- **Supplied material**

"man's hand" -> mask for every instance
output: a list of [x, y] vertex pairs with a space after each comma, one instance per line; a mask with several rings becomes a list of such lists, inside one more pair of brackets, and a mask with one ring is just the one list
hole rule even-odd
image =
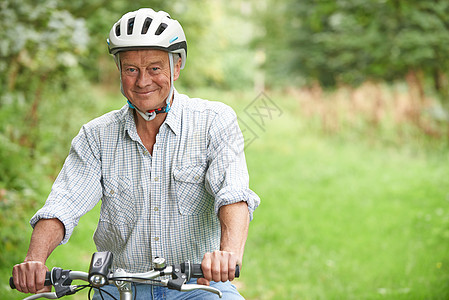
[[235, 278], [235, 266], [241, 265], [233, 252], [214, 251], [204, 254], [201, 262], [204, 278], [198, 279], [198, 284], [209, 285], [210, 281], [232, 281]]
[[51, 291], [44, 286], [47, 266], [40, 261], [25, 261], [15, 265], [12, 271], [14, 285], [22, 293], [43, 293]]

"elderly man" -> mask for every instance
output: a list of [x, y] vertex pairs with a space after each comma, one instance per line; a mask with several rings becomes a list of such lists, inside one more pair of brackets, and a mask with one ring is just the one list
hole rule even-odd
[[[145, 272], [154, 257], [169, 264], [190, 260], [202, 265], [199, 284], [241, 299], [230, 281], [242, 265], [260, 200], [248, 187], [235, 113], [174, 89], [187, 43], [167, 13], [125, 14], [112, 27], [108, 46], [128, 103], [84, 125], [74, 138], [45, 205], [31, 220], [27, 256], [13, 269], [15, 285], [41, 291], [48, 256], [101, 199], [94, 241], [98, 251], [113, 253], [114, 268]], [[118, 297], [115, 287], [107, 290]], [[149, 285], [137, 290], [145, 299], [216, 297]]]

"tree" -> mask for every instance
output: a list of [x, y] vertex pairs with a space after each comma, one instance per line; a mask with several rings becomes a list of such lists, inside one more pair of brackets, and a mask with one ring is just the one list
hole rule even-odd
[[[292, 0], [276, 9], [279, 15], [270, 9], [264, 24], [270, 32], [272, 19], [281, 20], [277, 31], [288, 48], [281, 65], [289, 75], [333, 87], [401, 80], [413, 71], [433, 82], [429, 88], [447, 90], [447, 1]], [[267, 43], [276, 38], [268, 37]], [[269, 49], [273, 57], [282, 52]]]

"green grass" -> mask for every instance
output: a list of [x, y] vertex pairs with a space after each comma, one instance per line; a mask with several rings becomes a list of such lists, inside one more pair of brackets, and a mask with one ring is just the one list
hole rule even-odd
==
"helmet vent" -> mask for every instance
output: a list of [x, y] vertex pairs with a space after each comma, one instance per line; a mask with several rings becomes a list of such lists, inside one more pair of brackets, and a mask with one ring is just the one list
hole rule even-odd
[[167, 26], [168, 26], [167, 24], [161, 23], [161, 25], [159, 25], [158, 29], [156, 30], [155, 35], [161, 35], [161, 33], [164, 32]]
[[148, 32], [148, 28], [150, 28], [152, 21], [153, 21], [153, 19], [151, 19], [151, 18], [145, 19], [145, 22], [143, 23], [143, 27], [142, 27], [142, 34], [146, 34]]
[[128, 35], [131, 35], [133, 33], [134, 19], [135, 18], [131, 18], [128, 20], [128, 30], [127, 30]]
--
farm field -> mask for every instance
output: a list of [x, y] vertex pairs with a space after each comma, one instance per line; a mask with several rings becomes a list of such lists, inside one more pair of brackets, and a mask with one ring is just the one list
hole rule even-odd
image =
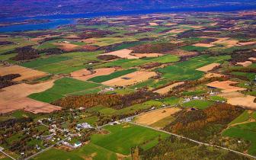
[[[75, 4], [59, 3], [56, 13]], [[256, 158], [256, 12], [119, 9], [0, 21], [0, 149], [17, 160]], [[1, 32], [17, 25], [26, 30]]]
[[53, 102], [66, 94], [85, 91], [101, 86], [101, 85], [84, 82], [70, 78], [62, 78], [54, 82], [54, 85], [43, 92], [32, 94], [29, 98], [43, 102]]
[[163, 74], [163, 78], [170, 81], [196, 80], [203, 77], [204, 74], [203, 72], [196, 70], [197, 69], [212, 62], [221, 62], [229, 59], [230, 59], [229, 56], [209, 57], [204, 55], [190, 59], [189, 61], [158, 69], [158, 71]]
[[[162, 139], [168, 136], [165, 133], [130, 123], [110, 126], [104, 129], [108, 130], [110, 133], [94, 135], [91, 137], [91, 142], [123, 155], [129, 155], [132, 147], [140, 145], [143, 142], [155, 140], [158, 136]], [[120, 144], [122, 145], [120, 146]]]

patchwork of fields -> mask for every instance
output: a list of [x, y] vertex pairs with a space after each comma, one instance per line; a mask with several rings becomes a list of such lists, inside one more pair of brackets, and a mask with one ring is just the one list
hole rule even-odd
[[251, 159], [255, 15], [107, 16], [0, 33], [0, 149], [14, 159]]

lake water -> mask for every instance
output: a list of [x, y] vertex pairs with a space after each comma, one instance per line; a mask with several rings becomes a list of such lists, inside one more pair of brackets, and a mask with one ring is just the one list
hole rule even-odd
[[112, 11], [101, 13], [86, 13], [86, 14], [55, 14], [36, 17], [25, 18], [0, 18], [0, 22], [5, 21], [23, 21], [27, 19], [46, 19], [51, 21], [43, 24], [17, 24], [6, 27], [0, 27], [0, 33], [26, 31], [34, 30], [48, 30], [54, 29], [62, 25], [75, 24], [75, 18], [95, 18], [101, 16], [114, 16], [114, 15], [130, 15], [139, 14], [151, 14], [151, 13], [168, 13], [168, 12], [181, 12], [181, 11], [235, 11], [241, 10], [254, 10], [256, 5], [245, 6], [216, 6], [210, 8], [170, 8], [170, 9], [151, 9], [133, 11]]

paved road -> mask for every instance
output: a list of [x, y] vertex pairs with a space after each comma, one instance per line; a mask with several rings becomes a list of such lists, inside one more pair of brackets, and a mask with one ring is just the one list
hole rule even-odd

- **What you have to do**
Retype the stretch of the listing from the line containing "patchwork of fields" through the line containing "149], [14, 159]]", keeping every character unchanged.

- **Full output**
patchwork of fields -> mask for every instance
output: a list of [x, y] vertex pairs with a space after each comma, one instance per line; a mask with several rings becomes a list of such lists, inside one more pair of brackets, and a mask with one ring is just the one list
hole rule even-odd
[[251, 159], [255, 15], [107, 16], [0, 33], [0, 149], [14, 159]]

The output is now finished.